Required task 1 »
Write out the passage of the tuple hashing thread below, word for word, from "up vote 7 down" to "just include it.)".
Required task 2 »
According to the tuple hashing thread below, why does the function have to live in the std namespace?

Text shown »
If std::tuple is implemented by manually writing out templates of 1 to N-arity (like boost::tuple), then I guess the std::hash specialisation necessary to hash the tuples will also have to be manually written out (using too clever preprocessing?) the same way. Aaargh! –  Leo Goodstadt Aug 18 '11 at 23:02

3 Answers 3

up vote 7 down vote accepted

This works on gcc 4.5 allowing all c++0x tuples containing standard hashable types to be members of unordered_map and unordered_set without further ado. (I put the code in a header file and just include it.)

The function has to live in the std namespace so that it is picked up by argument-dependent name lookup (ADL).

Is there a simpler solution?

#include <tuple>
namespace std{
    namespace
    {

        // Code from boost
        // Reciprocal of the golden ratio helps spread entropy
        //     and handles duplicates.

(Excerpts of location labeling data)

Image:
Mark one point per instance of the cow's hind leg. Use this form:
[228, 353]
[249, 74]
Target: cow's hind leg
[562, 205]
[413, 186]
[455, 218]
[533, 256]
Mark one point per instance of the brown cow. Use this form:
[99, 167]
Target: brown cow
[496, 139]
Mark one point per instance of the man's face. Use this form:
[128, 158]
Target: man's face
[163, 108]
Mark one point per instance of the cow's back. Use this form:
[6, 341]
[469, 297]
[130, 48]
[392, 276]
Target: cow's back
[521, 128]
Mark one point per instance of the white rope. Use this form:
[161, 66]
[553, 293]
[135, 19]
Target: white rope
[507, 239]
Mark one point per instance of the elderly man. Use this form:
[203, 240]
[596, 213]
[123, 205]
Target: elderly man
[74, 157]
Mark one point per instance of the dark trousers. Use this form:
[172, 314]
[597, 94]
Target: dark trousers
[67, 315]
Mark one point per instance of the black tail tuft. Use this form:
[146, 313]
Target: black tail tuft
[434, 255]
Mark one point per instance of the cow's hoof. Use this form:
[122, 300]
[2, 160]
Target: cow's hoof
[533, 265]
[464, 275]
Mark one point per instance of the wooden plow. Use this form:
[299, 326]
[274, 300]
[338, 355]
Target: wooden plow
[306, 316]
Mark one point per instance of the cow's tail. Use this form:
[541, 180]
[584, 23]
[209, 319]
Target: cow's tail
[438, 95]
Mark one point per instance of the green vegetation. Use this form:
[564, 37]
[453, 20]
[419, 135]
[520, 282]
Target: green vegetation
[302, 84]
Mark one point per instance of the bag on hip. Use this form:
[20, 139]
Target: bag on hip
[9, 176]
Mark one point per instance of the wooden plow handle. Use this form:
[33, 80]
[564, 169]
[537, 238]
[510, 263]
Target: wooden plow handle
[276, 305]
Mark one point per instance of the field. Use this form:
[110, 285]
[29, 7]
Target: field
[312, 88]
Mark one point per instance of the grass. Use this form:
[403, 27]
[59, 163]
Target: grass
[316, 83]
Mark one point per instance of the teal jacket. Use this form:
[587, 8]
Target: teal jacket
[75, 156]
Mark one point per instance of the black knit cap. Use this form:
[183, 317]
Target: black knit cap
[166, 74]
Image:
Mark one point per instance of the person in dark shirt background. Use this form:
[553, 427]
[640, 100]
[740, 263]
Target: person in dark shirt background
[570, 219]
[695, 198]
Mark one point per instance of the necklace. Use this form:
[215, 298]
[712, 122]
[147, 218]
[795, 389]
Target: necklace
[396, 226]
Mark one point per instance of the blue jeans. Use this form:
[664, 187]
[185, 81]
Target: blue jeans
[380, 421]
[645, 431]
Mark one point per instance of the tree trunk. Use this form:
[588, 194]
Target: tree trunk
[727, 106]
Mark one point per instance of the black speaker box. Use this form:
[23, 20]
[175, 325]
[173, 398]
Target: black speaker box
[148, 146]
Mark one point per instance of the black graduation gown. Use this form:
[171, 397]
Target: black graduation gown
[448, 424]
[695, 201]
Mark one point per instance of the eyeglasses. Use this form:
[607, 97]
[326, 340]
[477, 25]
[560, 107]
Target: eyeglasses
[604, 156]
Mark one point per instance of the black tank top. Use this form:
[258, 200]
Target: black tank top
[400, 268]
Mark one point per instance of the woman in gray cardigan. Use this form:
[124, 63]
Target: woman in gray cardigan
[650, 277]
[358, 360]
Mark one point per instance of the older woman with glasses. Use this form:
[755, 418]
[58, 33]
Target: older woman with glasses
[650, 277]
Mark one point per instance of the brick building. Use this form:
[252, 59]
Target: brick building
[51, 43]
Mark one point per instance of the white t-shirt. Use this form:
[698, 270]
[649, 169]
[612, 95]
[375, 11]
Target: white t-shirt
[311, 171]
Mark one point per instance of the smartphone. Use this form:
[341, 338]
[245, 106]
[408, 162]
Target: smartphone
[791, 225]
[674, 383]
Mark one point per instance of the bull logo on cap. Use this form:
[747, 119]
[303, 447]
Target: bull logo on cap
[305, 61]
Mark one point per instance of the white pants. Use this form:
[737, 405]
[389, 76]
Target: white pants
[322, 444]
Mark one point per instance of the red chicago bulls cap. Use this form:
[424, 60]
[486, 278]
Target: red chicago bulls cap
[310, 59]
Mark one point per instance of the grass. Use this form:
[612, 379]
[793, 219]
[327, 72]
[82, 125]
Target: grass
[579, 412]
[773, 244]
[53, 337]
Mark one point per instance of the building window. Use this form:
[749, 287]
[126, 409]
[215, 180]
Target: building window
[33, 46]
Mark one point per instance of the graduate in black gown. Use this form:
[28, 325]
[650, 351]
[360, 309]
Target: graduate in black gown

Reply 1 »
up vote 7 down vote accepted

This works on gcc 4.5 allowing all c++0x tuples containing standard hashable types to be members of unordered_map and unordered_set without further ado. (I put the code in a header file and just include it.)

Reply 2 »
So that it is picked up by argument-dependent name lookup (ADL).